» Given problem:
Copy each line of the data below exactly, leaving out pictures.

» Entries provided:
**********
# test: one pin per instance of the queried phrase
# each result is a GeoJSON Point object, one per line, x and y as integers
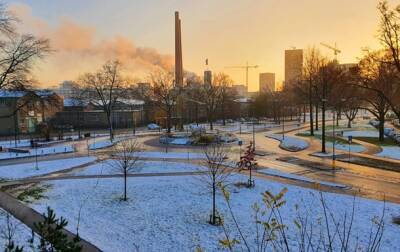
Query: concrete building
{"type": "Point", "coordinates": [240, 89]}
{"type": "Point", "coordinates": [178, 51]}
{"type": "Point", "coordinates": [207, 77]}
{"type": "Point", "coordinates": [267, 82]}
{"type": "Point", "coordinates": [21, 112]}
{"type": "Point", "coordinates": [293, 65]}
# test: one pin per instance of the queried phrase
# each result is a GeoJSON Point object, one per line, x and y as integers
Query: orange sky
{"type": "Point", "coordinates": [141, 33]}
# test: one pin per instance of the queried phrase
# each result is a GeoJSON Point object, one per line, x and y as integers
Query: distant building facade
{"type": "Point", "coordinates": [21, 112]}
{"type": "Point", "coordinates": [267, 82]}
{"type": "Point", "coordinates": [207, 77]}
{"type": "Point", "coordinates": [240, 89]}
{"type": "Point", "coordinates": [293, 65]}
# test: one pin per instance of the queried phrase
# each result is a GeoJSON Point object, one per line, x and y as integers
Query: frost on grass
{"type": "Point", "coordinates": [172, 213]}
{"type": "Point", "coordinates": [26, 170]}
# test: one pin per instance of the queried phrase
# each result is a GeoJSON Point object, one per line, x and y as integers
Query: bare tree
{"type": "Point", "coordinates": [107, 83]}
{"type": "Point", "coordinates": [216, 175]}
{"type": "Point", "coordinates": [126, 159]}
{"type": "Point", "coordinates": [377, 78]}
{"type": "Point", "coordinates": [165, 94]}
{"type": "Point", "coordinates": [18, 53]}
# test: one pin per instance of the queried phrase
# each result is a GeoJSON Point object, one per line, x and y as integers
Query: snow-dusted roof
{"type": "Point", "coordinates": [125, 101]}
{"type": "Point", "coordinates": [74, 103]}
{"type": "Point", "coordinates": [243, 100]}
{"type": "Point", "coordinates": [131, 101]}
{"type": "Point", "coordinates": [11, 94]}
**********
» Output:
# test: one pin per instance of the queried phrase
# each result is a GeoJSON Point object, one per line, x and y as integers
Query: concrete building
{"type": "Point", "coordinates": [240, 89]}
{"type": "Point", "coordinates": [178, 51]}
{"type": "Point", "coordinates": [207, 77]}
{"type": "Point", "coordinates": [267, 82]}
{"type": "Point", "coordinates": [21, 112]}
{"type": "Point", "coordinates": [293, 65]}
# test: one pin per instance of the queried phrase
# each result is a GeoJSON Point object, one per line, x and y as integers
Query: orange sky
{"type": "Point", "coordinates": [141, 33]}
# test: one pin per instance of the queried phrase
# each result is a GeoJSON Point object, one per line, x and y as integers
Query: distant building facade
{"type": "Point", "coordinates": [21, 112]}
{"type": "Point", "coordinates": [267, 82]}
{"type": "Point", "coordinates": [207, 77]}
{"type": "Point", "coordinates": [240, 89]}
{"type": "Point", "coordinates": [293, 65]}
# test: one pin per instance of the queried phrase
# each result is a GeoJSON Point object, one per line, x and y as integers
Query: frost on grass
{"type": "Point", "coordinates": [172, 213]}
{"type": "Point", "coordinates": [26, 170]}
# test: one pin per instance of the queried phrase
# each result is a GeoJSON Point object, one per line, x and y as integers
Query: bare tree
{"type": "Point", "coordinates": [107, 83]}
{"type": "Point", "coordinates": [216, 175]}
{"type": "Point", "coordinates": [126, 159]}
{"type": "Point", "coordinates": [377, 78]}
{"type": "Point", "coordinates": [165, 94]}
{"type": "Point", "coordinates": [18, 53]}
# test: one pin per instance of the queried phrase
# each result is a GeoJSON Point object, one per line, x and y as integers
Query: snow-dusted roof
{"type": "Point", "coordinates": [125, 101]}
{"type": "Point", "coordinates": [74, 103]}
{"type": "Point", "coordinates": [243, 100]}
{"type": "Point", "coordinates": [131, 101]}
{"type": "Point", "coordinates": [11, 94]}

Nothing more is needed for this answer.